§ **TEXT EXTRACT**
For most of the people of England, London must have seemed scarcely less remote and mysterious than Rome or Constantinople. Going to the big city meant going to Exeter, or Leicester or Leeds or York, and for many even that was a rare adventure. To have seen London and returned home was to have something to talk about as long as one lived. The great outlet for those who yearned to see something of the world remained the pilgrimage routes, of which there were several famous examples in England. The days of traveling all the way to the Holy Land, however, were as gone as the High Middle Ages.
Though vast inequality of wealth and power was one of the defining characteristics of the whole society, differences were narrowed by the fact that even the elites lacked comforts and conveniences that today are taken for granted throughout the developed world. The landless (and literally almost penniless) peasantry was, aside from the largesse extended to it by the church, simply ignored. “The people here are held in little more esteem than if they were slaves,” a visitor from Italy observed. “There is no injury that can be committed against the lower orders of the English that may not be atoned for by money.” That the two million people lumped together at the bottom of such a society might be tempted to protest when their situation became desperate is hardly surprising. But they were expected to know their proper place and accept it. Life had inured them to hardship, and any who even appeared to threaten the status quo could expect to be quickly and brutally cut down.

Records from a dataset
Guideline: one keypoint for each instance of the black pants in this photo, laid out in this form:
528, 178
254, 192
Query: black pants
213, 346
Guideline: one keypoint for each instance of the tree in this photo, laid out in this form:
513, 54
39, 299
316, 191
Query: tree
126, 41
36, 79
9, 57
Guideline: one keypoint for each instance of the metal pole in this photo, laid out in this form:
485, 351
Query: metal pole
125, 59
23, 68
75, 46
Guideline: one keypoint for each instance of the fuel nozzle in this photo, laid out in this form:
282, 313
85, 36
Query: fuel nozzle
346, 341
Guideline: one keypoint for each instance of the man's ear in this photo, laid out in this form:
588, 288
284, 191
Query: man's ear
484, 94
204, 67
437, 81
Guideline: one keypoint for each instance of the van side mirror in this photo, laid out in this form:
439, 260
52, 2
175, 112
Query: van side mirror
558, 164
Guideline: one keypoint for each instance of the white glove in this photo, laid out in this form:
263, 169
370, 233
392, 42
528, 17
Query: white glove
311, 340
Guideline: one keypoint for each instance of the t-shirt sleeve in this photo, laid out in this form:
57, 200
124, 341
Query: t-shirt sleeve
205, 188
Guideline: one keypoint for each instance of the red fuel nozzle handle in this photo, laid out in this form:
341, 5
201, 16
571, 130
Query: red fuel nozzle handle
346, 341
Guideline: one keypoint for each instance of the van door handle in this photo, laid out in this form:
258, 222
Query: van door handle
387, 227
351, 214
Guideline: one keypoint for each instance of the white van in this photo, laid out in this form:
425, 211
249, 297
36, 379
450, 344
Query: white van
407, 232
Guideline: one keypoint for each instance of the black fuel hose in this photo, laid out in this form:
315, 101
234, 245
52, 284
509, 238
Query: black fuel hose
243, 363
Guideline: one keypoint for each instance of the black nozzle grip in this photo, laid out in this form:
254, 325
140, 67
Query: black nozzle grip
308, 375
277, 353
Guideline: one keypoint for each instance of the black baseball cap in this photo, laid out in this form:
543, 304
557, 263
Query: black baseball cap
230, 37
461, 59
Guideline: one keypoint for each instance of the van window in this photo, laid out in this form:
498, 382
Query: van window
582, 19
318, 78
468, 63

§ **REQUESTS**
a: In the passage on English society, what did going to the big city mean for most people of England?
b: According to the passage on English society, why were the differences between rich and poor narrowed despite vast inequality? Answer in one to three sentences.
c: Reproduce the passage on English society word for word from "For most of" to "High Middle Ages.".

§ **WORKED SOLUTIONS**
a: It meant going to Exeter, Leicester, Leeds or York.

b: The differences were narrowed because even the elites lacked comforts and conveniences that are taken for granted throughout the developed world today.

c:
For most of the people of England, London must have seemed scarcely less remote and mysterious than Rome or Constantinople. Going to the big city meant going to Exeter, or Leicester or Leeds or York, and for many even that was a rare adventure. To have seen London and returned home was to have something to talk about as long as one lived. The great outlet for those who yearned to see something of the world remained the pilgrimage routes, of which there were several famous examples in England. The days of traveling all the way to the Holy Land, however, were as gone as the High Middle Ages.